» Exercise 1
In the text on the 1987 album cover shoot below, copy the passage from "A Momentary Lapse of Reason is" to "The Wall (1979).".
» Exercise 2
According to the text on the 1987 album cover shoot below, how many beds were moved to Saunton Sands Beach for the cover photo?
─── Extracted text
Amazing Behind the Scenes Photos From “A Momentary Lapse of Reason” Album Cover Shoot in 1987

A Momentary Lapse of Reason is the thirteenth studio album by Pink Floyd, released in the UK on September 7, 1987 by EMI and the following day in the US on Columbia. It was recorded primarily on guitarist David Gilmour’s converted houseboat, Astoria. A Momentary Lapse of Reason was the first Pink Floyd album recorded without founding member Roger Waters, who departed in 1985. The production was marred by legal fights over the rights to the Pink Floyd name, which were not resolved until several months after release. It also saw the return of the keyboardist and founding member Richard Wright as a session player, after he was fired by Waters during the recording of The Wall (1979).

On June 14, 1987, the famed photographer and cover designer Storm Thorgerson hired 30 workers to move 700 beds rented ahead of time to Saunton Sands Beach in North Devon (where some of the scenes of The Wall were shot), to film what would become one of the most impressive and amazing covers in the rock world – the album cover for A Momentary Lapse of Reason.
──────
─── Recorded data
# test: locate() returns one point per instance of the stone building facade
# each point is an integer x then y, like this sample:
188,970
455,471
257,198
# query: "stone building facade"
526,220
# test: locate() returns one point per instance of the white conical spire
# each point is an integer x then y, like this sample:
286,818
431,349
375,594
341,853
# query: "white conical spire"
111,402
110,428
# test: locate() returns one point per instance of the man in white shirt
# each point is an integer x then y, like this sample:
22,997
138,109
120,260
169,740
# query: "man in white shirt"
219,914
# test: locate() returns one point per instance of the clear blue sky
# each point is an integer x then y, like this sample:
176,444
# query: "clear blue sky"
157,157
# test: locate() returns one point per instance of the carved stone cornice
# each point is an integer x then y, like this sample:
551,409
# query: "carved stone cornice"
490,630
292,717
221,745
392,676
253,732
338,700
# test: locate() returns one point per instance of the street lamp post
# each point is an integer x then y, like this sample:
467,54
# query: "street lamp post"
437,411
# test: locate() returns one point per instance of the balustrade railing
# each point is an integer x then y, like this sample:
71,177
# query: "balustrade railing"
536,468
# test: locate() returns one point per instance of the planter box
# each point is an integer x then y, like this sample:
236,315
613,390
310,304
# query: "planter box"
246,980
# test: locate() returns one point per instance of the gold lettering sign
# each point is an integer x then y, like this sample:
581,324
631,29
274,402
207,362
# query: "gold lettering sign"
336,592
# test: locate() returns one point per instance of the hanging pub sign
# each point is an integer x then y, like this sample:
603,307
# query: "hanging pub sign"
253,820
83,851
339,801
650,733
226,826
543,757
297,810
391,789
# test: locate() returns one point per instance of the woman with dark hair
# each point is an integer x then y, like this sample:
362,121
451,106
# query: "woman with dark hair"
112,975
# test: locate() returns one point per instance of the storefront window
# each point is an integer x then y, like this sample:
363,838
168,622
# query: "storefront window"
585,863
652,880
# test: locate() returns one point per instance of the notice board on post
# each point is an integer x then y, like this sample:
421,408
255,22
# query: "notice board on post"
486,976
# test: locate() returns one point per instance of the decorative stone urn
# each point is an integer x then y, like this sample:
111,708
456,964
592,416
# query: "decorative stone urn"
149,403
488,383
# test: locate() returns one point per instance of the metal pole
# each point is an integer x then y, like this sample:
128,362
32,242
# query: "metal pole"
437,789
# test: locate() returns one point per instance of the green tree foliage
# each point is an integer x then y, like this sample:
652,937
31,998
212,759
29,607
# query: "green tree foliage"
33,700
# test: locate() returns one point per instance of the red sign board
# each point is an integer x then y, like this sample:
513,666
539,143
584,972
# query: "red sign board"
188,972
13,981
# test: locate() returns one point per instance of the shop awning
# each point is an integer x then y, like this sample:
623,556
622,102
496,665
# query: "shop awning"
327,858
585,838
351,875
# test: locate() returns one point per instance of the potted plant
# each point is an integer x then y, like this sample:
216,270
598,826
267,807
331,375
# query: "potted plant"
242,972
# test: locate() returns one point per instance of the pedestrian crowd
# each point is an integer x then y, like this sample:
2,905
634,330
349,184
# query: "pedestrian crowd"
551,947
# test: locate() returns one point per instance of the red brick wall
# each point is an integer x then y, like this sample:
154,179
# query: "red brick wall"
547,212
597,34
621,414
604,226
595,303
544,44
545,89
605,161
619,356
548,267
──────
» Result 1
A Momentary Lapse of Reason is the thirteenth studio album by Pink Floyd, released in the UK on September 7, 1987 by EMI and the following day in the US on Columbia. It was recorded primarily on guitarist David Gilmour’s converted houseboat, Astoria. A Momentary Lapse of Reason was the first Pink Floyd album recorded without founding member Roger Waters, who departed in 1985. The production was marred by legal fights over the rights to the Pink Floyd name, which were not resolved until several months after release. It also saw the return of the keyboardist and founding member Richard Wright as a session player, after he was fired by Waters during the recording of The Wall (1979).

» Result 2
700 beds.